For example, in operation the frame engine 235 receives the
monitored intervals of network data from the Link Engine 220, and
creates at least one metric that includes attribute characteristics
of the intervals of data. However, instead of forwarding the
created metric(s) directly to the portal tier 35, it is first
buffered in one of the data banks A 240 or B 245. To increase the
overall throughput, while one data bank outputs its metric contents
to the processor 250 (e.g., via interface 241 or 246), the other
data bank is being filled with a new set of metric data created by
the frame engine 235. This process occurs in predetermined fixed
time intervals; for example, in one preferred embodiment the
interval is fixed at one second.
[0038] Reference is next made to FIG. 3, which illustrates a flow
chart denoting one example of a methodology, preferably implemented
by way of computer executable instructions carried out by the
probe's programmable devices, for monitoring network data and
deriving metrics therefrom. This particular example is shown in the
context of a Fibre Channel network running a SCSI upper level
protocol. It will be appreciated however that the embodiment of
FIG. 3 is offered by way of example and should not be viewed as
limiting the present scope of the invention. Indeed, specific steps
may depend on the needs of the particular implementation, the
network monitoring requirements, particular protocols being
monitored, etc.
[0039] Thus, beginning at step 302, a series of initialization
steps occurs. For example, the overall probe system is initialized,
various memory and registers are cleared or otherwise initialized.
In a preferred embodiment, an "exchange table" memory area is
cleared. The exchange table is an internal structure that refers to
a series of exchange blocks that are used to keep track of, for
example, a Fibre Channel exchange (a series of related events). In
particular, ITL (Initiator/Target/Lun) exchange statistics
(metrics) are generated using the data from this table. Data
included within the exchange table may include, for example, target
ID, initiator ID, LUN and other information to identify the
exchange taking place. Additional data would be used to track, for
example, payload bytes transmitted, the time of the command, the
location where the data for the ITL is stored for subsequent
transmission to the portal tier, and any other information relevant
to a particular metric to be generated. Thus, in the present
example, when a command is received, the table is created. The
first data frame time is recorded, and the number of bytes is added
whenever a frame is received. Finally, the status frame is the last
event which completes the exchange and updates the table.
[0040] Once the requisite initialization has occurred, processing
enters an overall loop, where data intervals on the network are
monitored. Thus, beginning at program step 306, the next data
interval "event" is obtained from the network via the link engine.
Once obtained, processing will proceed depending on the type of
event the data interval corresponds to.
[0041] If at step 308 it is determined that the data interval event
corresponds to a "link event," then processing proceeds at step
310. For example, if the link engine detects a "Loss of Signal"
event, or similar link level event, that condition is communicated
to the frame engine because there is no network traffic present.
Processing would then continue at 304 for retrieval of the next
data interval event.
[0042] If at step 312 it is determined that the data interval event
corresponds to an actual network "frame event," then processing
proceeds with the series of steps beginning at 316 to first
determine what type of frame event has occurred, and then to
process the particular frame type accordingly. In the illustrated
example, there are three general types of frame types: a command
frame; a status frame; and a data frame. Each of these frames
contains information that is relevant to the formulation of
metric(s). For example, if it is determined that there is a command
frame, then processing proceeds at 318, and the SCSI command frame
is processed. At that step, various channel command statistics are
updated, and data and statistics contained within the exchange
table is updated. This information would then be used in the
construction of the corresponding metric.

## DATA PROVIDED
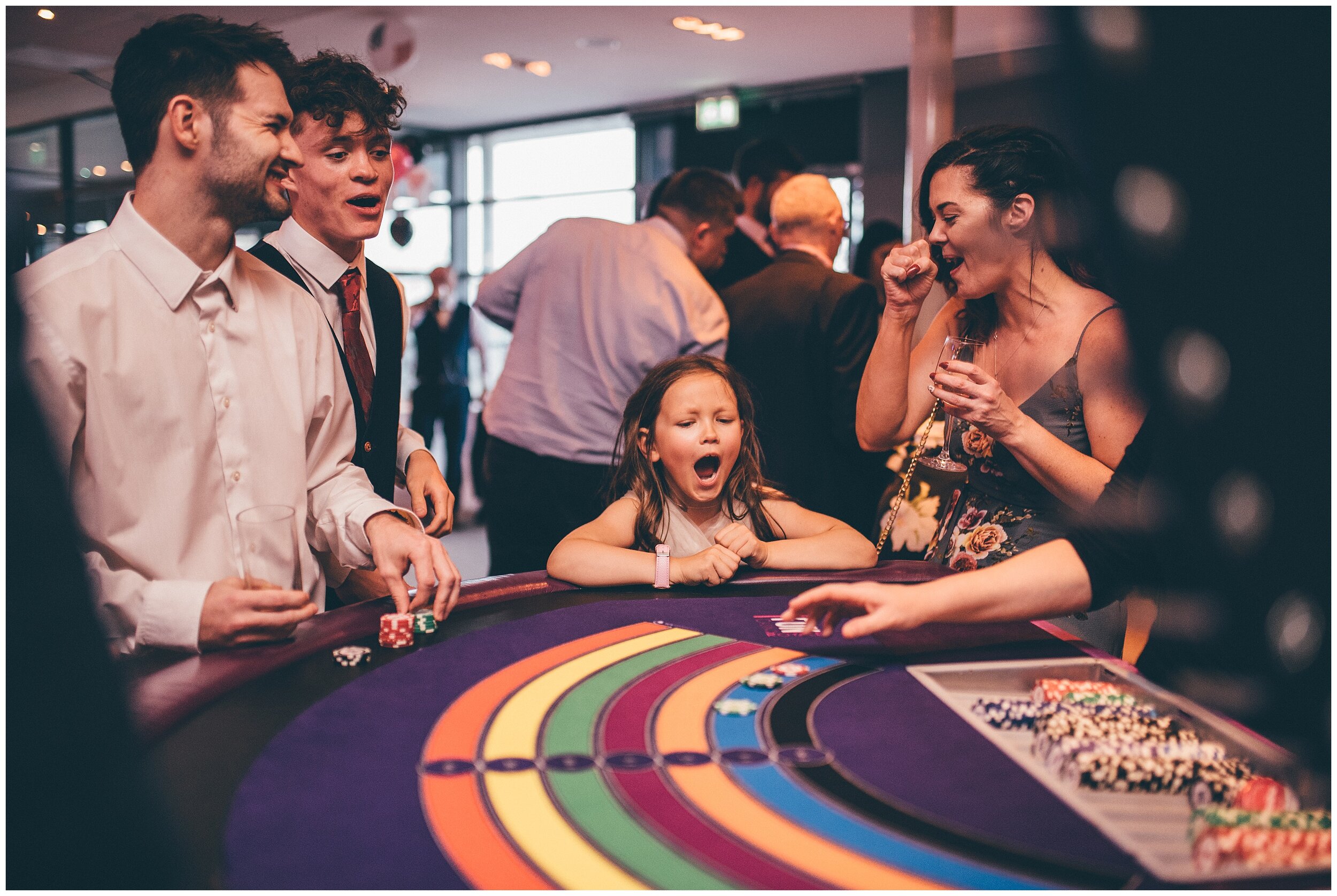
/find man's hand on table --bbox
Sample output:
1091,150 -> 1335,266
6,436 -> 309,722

## WHAT THE EXERCISE ASKS
Copy out the passage of the network probe description that opens with the words containing "[0040] Once the" and closes with "network traffic present.", swapping "link engine" for "signal engine" wherever it occurs.

## ANSWER FOR THE TASK
[0040] Once the requisite initialization has occurred, processing
enters an overall loop, where data intervals on the network are
monitored. Thus, beginning at program step 306, the next data
interval "event" is obtained from the network via the signal engine.
Once obtained, processing will proceed depending on the type of
event the data interval corresponds to.
[0041] If at step 308 it is determined that the data interval event
corresponds to a "link event," then processing proceeds at step
310. For example, if the signal engine detects a "Loss of Signal"
event, or similar link level event, that condition is communicated
to the frame engine because there is no network traffic present.